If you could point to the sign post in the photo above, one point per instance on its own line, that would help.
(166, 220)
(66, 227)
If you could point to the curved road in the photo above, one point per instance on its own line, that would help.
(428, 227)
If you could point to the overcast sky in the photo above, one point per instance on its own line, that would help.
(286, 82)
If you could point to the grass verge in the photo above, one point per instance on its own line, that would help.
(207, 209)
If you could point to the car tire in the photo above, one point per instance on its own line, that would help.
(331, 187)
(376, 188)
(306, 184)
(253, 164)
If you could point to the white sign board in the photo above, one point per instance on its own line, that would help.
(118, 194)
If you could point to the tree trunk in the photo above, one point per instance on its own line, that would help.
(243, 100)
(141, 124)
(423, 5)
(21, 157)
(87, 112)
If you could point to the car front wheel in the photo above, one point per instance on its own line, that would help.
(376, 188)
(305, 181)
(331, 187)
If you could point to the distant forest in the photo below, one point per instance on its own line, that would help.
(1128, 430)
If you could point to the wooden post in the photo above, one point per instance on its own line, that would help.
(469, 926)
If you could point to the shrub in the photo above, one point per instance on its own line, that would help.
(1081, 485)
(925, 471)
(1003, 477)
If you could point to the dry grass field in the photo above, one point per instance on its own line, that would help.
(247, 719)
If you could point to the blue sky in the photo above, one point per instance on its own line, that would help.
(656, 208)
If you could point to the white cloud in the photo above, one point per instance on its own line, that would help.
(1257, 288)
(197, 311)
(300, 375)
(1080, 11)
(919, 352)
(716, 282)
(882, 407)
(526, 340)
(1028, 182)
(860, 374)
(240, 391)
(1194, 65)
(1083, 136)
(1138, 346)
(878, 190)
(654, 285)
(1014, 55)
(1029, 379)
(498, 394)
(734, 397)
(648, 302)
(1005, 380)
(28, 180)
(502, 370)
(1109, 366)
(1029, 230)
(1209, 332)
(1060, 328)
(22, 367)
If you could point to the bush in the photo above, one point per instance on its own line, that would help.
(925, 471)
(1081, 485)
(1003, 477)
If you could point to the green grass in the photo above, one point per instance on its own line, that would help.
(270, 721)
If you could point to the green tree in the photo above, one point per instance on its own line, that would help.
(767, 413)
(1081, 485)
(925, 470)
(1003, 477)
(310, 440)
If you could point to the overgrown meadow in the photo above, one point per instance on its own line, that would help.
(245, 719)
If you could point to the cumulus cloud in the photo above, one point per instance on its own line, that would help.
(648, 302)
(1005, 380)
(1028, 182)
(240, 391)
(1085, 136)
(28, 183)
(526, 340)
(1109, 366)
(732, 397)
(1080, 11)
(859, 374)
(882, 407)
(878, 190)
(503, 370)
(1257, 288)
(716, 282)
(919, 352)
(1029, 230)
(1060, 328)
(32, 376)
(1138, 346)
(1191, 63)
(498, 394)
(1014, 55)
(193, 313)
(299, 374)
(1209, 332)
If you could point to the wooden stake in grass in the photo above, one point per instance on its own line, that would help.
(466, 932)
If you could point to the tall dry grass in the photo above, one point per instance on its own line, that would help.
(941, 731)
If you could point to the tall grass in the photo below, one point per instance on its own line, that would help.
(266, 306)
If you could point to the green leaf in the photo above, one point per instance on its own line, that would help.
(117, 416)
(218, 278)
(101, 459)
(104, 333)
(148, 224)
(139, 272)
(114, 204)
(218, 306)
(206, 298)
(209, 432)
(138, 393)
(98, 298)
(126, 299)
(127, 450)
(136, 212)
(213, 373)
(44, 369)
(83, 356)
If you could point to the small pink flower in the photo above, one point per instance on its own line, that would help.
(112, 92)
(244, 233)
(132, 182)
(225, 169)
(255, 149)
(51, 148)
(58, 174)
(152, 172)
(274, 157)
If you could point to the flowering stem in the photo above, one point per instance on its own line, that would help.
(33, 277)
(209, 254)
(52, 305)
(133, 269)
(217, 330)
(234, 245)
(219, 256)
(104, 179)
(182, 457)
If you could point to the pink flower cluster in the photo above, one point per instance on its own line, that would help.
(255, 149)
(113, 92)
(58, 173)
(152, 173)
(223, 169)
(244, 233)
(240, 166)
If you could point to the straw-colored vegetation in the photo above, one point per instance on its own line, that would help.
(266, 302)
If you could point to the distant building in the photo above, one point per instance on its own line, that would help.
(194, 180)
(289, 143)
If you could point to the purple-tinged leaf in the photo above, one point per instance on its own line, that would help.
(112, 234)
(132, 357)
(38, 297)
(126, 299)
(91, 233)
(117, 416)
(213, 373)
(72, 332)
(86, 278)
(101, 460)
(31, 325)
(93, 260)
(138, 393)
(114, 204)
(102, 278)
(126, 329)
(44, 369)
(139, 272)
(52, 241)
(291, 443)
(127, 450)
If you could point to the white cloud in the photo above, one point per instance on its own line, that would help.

* _Assigned task_: Repeat exactly, and only, the lines from the one containing "If you could point to the purple-tinged" through the end of the material.

* _Answer to this problem_:
If you could point to the purple-tinged leaf in the photo above, one point per instance on its own line, that would help.
(112, 234)
(132, 357)
(38, 297)
(126, 299)
(91, 233)
(117, 416)
(213, 373)
(72, 332)
(86, 278)
(101, 460)
(31, 325)
(93, 260)
(138, 393)
(114, 204)
(102, 278)
(126, 329)
(44, 369)
(139, 272)
(52, 241)
(291, 443)
(127, 450)
If you could point to the white cloud in the photo above, one point per instance on its own line, that would help.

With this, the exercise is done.